## Exercise goal
Transcribe the entries below exactly.

## Dataset rows

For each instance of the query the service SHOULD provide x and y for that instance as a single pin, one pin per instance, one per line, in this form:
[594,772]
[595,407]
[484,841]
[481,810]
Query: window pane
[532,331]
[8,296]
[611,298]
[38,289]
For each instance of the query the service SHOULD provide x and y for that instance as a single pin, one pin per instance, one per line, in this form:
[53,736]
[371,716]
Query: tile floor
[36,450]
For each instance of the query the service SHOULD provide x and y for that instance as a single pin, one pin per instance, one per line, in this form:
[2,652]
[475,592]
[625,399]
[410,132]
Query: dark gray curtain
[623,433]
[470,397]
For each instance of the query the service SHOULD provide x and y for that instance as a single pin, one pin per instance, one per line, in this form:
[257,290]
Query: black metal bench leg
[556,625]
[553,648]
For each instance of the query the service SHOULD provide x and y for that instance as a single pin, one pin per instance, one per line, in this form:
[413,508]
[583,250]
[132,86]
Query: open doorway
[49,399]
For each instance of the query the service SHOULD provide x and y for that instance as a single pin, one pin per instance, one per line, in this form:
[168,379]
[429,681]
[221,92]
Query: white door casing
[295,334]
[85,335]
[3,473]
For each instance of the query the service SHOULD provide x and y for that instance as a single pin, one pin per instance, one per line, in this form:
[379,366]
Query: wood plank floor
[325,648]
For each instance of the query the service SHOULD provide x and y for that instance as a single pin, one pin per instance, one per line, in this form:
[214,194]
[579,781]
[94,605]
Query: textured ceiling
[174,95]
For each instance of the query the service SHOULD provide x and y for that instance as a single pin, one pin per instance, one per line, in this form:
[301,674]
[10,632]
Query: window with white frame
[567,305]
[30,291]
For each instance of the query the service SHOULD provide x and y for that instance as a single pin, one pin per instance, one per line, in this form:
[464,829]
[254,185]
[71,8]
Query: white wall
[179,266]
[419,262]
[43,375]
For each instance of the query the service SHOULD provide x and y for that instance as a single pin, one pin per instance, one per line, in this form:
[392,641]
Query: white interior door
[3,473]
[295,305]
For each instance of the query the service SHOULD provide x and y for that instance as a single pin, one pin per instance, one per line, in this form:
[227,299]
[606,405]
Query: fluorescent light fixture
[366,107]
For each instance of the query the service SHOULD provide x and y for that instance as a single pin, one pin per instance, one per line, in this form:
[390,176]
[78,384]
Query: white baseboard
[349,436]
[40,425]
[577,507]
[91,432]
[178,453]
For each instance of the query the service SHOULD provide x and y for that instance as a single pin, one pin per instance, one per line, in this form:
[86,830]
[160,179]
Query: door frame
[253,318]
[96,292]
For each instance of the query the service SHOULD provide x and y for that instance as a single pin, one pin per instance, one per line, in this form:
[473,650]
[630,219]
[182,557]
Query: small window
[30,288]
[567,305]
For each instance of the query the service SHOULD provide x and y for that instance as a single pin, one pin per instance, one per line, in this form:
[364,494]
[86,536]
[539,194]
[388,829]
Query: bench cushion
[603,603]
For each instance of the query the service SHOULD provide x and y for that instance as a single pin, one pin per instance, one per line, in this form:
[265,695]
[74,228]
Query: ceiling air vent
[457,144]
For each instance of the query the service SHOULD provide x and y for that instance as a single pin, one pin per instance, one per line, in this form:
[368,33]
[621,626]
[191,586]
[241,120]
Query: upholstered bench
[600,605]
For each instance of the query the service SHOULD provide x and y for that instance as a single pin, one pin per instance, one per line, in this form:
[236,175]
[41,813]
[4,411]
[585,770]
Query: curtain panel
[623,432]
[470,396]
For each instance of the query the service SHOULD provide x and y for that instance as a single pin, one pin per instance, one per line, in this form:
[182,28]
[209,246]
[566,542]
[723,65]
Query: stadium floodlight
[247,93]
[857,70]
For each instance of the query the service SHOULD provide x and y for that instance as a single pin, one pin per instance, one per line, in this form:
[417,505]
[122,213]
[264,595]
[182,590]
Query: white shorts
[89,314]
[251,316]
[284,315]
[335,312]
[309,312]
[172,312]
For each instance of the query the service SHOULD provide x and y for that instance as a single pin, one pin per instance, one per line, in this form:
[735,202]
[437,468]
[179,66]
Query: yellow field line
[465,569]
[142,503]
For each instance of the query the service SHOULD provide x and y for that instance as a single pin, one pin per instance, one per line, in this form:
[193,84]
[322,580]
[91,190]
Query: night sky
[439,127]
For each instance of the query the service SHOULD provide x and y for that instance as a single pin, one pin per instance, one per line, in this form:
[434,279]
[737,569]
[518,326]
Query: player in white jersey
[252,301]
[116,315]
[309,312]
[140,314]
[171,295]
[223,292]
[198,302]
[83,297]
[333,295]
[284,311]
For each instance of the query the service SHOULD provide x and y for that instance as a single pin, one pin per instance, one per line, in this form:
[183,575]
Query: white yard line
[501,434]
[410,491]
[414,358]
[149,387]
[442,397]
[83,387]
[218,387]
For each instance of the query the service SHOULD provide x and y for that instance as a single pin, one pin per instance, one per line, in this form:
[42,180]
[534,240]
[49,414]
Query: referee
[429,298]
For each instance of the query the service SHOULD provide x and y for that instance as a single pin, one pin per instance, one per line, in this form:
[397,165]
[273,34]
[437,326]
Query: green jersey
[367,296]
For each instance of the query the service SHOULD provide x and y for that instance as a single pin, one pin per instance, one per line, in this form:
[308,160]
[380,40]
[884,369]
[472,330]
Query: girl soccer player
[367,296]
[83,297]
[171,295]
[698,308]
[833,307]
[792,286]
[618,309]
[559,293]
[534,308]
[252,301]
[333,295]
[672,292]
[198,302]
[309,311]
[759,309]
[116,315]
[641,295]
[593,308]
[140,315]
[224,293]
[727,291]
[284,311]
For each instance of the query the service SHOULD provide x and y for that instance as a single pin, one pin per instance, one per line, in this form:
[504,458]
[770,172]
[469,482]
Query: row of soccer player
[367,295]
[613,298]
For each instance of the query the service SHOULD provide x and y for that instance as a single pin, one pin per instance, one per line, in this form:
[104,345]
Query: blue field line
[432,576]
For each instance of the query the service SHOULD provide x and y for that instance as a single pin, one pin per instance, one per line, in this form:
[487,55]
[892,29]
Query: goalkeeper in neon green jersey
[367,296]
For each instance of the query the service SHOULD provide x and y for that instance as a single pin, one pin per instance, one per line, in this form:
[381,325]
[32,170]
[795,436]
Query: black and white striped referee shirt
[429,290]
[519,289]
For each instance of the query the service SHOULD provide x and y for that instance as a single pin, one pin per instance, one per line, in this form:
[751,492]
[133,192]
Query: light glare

## Written answer
For each instance of the query the service SHOULD provide x and y for that instance as a single pin, one pin per instance, one per line, in this form:
[594,772]
[595,407]
[484,841]
[481,810]
Query: window pane
[532,331]
[8,296]
[611,298]
[38,289]
For each instance of the query the service SHOULD provide x and y for that instance as a single pin, one pin per instance, one per line, in this form:
[53,736]
[371,716]
Query: tile floor
[36,450]
For each instance of the query the service SHOULD provide x and y for that instance as a single pin, one pin per instance, one per line, in this form:
[2,652]
[475,592]
[625,399]
[410,132]
Query: dark gray curtain
[623,433]
[470,397]
For each instance of the query the service SHOULD provide x and y for that instance as a single pin, one pin per instance, one per line, in this form:
[257,290]
Query: black metal bench leg
[556,625]
[553,648]
For each instance of the query the service SHOULD provide x and y for that instance as a single pin, one pin per instance, one per line, in this form:
[413,508]
[583,250]
[132,86]
Query: open doorway
[49,399]
For each instance of the query the service SHOULD provide x and y for that instance as a single pin, one pin per instance, one per line, in this form:
[168,379]
[429,681]
[221,92]
Query: white door casing
[295,334]
[85,335]
[3,473]
For each instance of the query the service SHOULD provide x and y for that instance as a single pin, one pin per instance, one per line, in this form:
[379,366]
Query: wood plank floor
[325,648]
For each instance of the query the service SHOULD provide x and y for that instance as a single pin, one pin per instance, one per line, in this form:
[214,194]
[579,781]
[94,605]
Query: textured ceiling
[174,95]
For each instance of the query the service SHOULD provide x and y for that instance as a single pin, one pin per instance, one per line, in this form:
[301,674]
[10,632]
Query: window with white frame
[567,305]
[30,291]
For each instance of the query the service SHOULD provide x and y for that instance as a single pin, one pin per instance, one per line, in this form:
[464,829]
[254,185]
[71,8]
Query: white wall
[179,266]
[419,262]
[43,375]
For each instance of the query the service SHOULD provide x and y for that instance as a single pin, one pin per instance, one per line, in this form:
[392,641]
Query: white interior door
[3,473]
[295,305]
For each instance of the query the service SHOULD provide x and y for that instance as a single pin, one pin per instance, one per line, in this form:
[227,299]
[606,405]
Query: fluorescent light fixture
[366,107]
For each instance of the query the service SHOULD provide x and y for that instance as a single pin, one pin per instance, one per line, in this form:
[390,176]
[78,384]
Query: white baseboard
[349,436]
[40,425]
[577,507]
[91,432]
[178,453]
For each instance of the query the service SHOULD provide x and y for that instance as a single pin, one pin per instance, one per line, in this form:
[86,830]
[160,179]
Query: door frame
[253,318]
[96,292]
For each instance of the query the service SHOULD provide x and y for that instance as a single pin, one pin per instance, one per line, in this form:
[473,650]
[630,219]
[182,557]
Query: small window
[30,288]
[567,305]
For each instance of the query the service SHOULD provide x and y for that instance as a single pin, one pin per instance, one per line, in this form:
[364,494]
[86,536]
[539,194]
[388,829]
Query: bench cushion
[603,603]
For each instance of the query the service SHOULD provide x and y for that instance as a single pin, one pin per instance, one per line, in this form:
[265,695]
[74,228]
Query: ceiling air vent
[457,144]
For each instance of the query the service SHOULD provide x and y for that instance as a single pin, one pin per instance, one per line, in this form:
[368,33]
[621,626]
[191,586]
[241,120]
Query: upholstered bench
[600,605]
For each instance of the query the service SHOULD provide x and y for that instance as a single pin, one pin per instance, one per line, in this form:
[236,175]
[41,813]
[4,411]
[585,770]
Query: curtain panel
[623,432]
[470,396]
For each instance of the query the service SHOULD provide x and y for that instance as a single pin, one pin per instance, one per line, in this form:
[182,28]
[209,246]
[566,542]
[723,65]
Query: stadium floodlight
[247,93]
[857,70]
For each instance of the query the service SHOULD provide x and y for that instance as a single pin, one pin per instance, one per line, in this form:
[417,505]
[122,213]
[264,595]
[182,590]
Query: white shorts
[89,314]
[251,316]
[284,315]
[335,312]
[309,312]
[172,312]
For each instance of the query the service SHOULD provide x and y for that instance as a single pin, one pin per instance, one per line, in this form:
[735,202]
[437,468]
[179,66]
Query: yellow field line
[465,569]
[142,503]
For each instance of the query the service SHOULD provide x and y for that instance as a single pin, one pin per instance, one per line, in this form:
[193,84]
[322,580]
[91,190]
Query: night sky
[439,127]
For each instance of the query the service SHOULD provide x and y for that instance as a single pin, one pin per instance, one per line, in this form:
[434,279]
[737,569]
[518,326]
Query: player in white jersey
[252,301]
[116,315]
[309,312]
[140,314]
[171,295]
[223,292]
[198,302]
[83,297]
[333,295]
[284,311]
For each instance of the query the service SHOULD provide x and y for that instance as a single pin, one pin per instance, one per line, in this form:
[183,575]
Query: white yard line
[501,434]
[410,491]
[414,358]
[149,387]
[442,397]
[83,387]
[218,387]
For each instance of the query the service SHOULD provide x and y for that instance as a single pin, one pin per instance, one per line, in this form:
[42,180]
[534,240]
[49,414]
Query: referee
[429,298]
For each instance of the query the service SHOULD provide x and y for that instance as a single pin, one pin per instance, one per line, in this form:
[397,165]
[273,34]
[437,326]
Query: green jersey
[367,296]
For each instance of the query the service SHOULD provide x and y for that instance as a single pin, one pin per instance, one per line, in this form:
[308,160]
[380,40]
[884,369]
[472,330]
Query: girl soccer player
[367,296]
[83,297]
[171,295]
[698,308]
[833,307]
[792,286]
[618,309]
[559,293]
[534,308]
[252,301]
[333,295]
[672,292]
[198,302]
[309,311]
[759,309]
[116,315]
[641,295]
[593,308]
[140,315]
[224,293]
[727,291]
[284,311]
For each instance of the query the service SHOULD provide x and y for that instance as a single pin, one pin per instance, one per line, in this form:
[504,458]
[770,172]
[469,482]
Query: row of soccer player
[367,295]
[613,298]
For each instance of the query the service SHOULD provide x and y for that instance as a single pin, one pin per instance, one per line, in this form:
[104,345]
Query: blue field line
[432,576]
For each instance of the query the service SHOULD provide x and y for that instance as a single pin, one pin per instance, one per line, in this form:
[487,55]
[892,29]
Query: goalkeeper in neon green jersey
[367,296]
For each instance of the query the service SHOULD provide x and y for that instance as a single pin, one pin per instance, one per line, in this form:
[381,325]
[32,170]
[795,436]
Query: black and white striped referee shirt
[429,290]
[519,289]
For each instance of the query the service SHOULD provide x and y for that instance as a single pin, one pin per instance, one per line, in this form:
[751,492]
[133,192]
Query: light glare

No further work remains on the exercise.